ABOUT THIS EXERCISE ▸ Within the material below, transcribe exactly the lines from the one holding "like x=24, y=56." through the one holding "like x=699, y=1176.", keeping both ends and skipping the rest.

DATA TO EXAMINE ▸
..............................
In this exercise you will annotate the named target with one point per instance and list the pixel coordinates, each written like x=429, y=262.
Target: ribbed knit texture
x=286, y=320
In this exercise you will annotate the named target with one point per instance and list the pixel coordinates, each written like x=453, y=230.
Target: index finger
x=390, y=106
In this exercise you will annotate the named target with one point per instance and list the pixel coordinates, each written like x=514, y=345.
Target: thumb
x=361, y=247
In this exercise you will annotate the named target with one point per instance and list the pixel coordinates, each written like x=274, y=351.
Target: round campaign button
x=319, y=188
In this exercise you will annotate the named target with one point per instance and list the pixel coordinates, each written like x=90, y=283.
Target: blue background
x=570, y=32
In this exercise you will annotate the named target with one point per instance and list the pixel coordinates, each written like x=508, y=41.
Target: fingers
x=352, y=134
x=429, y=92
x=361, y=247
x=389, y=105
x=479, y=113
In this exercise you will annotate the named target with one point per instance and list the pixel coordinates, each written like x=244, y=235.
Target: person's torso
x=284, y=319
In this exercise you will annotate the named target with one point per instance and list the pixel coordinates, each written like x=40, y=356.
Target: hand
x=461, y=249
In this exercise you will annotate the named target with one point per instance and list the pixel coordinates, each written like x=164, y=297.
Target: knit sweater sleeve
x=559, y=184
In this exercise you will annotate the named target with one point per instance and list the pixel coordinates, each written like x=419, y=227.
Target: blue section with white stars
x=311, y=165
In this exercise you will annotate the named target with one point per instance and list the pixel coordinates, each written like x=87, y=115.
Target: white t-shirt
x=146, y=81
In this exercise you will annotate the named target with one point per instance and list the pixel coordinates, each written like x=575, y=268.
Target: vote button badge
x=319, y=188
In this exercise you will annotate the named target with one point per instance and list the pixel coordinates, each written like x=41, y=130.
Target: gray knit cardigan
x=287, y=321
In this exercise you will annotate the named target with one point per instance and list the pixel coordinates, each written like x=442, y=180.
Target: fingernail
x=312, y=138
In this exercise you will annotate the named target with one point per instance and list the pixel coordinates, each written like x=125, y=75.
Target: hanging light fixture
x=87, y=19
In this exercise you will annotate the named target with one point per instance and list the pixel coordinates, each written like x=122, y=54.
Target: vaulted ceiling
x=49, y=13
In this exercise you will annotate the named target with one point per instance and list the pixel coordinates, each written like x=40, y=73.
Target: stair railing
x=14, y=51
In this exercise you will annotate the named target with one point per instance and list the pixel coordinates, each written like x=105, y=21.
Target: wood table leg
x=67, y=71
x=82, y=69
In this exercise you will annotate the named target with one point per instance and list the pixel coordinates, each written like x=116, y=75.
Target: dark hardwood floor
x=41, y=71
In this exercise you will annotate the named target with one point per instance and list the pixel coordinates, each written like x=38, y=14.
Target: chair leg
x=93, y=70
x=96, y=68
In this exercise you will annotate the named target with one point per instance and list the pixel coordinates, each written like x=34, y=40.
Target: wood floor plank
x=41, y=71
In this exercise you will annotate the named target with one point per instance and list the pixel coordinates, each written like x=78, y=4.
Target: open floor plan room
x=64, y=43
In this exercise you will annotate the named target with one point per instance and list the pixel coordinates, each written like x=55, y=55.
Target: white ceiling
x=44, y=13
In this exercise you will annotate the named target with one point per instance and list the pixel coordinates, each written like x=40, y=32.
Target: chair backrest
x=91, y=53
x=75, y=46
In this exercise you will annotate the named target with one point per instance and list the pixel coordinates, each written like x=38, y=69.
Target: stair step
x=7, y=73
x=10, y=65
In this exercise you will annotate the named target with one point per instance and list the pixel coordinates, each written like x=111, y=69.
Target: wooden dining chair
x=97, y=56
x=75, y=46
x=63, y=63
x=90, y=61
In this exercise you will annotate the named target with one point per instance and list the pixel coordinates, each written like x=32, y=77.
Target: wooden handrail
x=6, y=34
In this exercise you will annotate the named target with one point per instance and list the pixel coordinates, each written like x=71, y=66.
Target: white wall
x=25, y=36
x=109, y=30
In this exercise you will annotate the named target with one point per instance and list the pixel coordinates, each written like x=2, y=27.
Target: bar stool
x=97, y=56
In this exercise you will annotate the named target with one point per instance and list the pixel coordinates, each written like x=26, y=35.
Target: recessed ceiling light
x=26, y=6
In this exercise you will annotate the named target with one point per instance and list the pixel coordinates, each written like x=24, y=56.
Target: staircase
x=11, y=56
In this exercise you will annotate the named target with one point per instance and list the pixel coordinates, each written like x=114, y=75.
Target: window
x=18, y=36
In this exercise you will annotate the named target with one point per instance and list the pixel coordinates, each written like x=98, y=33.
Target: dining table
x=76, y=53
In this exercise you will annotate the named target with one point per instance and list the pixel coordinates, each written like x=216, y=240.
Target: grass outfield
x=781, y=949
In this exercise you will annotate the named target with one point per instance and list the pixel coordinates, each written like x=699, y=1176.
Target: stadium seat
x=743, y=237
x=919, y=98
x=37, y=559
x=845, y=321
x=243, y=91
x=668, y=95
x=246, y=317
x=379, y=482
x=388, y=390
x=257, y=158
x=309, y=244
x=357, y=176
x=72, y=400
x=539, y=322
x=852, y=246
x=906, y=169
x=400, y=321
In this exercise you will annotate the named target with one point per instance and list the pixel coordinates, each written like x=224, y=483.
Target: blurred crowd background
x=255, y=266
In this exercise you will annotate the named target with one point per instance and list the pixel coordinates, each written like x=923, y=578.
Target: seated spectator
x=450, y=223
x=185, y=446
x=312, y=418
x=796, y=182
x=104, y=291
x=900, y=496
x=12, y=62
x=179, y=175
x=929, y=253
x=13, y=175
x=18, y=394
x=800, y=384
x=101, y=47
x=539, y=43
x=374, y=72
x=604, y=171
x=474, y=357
..............................
SOLUTION FOR THIS PROBLEM ▸
In this exercise you will annotate the named target with one point per instance and list the pixel coordinates, each written like x=24, y=56.
Target: staircase
x=11, y=56
In this exercise you will annotate the named target with one point per instance and list the pixel coordinates, each written like x=114, y=75.
Target: window
x=18, y=36
In this exercise you will annotate the named target with one point per instance and list the pixel coordinates, each written like x=98, y=33.
Target: dining table
x=76, y=53
In this exercise you will annotate the named target with one point per instance and list the pixel coordinates, each written like x=216, y=240.
Target: grass outfield
x=781, y=949
In this exercise you will annotate the named target with one point per instance and list the pixel coordinates, each written like x=699, y=1176.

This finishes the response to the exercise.